PROBLEM DETAILS
Restate the data word for word and leave the images out.

Image-grounded pointing data:

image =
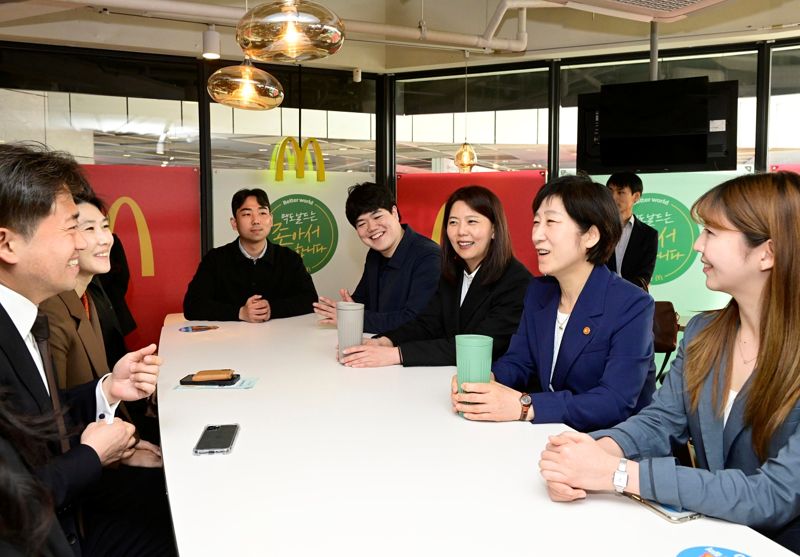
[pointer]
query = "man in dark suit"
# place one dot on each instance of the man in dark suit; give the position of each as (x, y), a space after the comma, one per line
(638, 246)
(402, 267)
(39, 243)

REPLY TO THE TASK
image =
[pointer]
query = "man in dark suit"
# place one dot on each instance of the man in dark suit; give the position of each as (x, y), a space after the comma, one per line
(638, 246)
(402, 267)
(39, 243)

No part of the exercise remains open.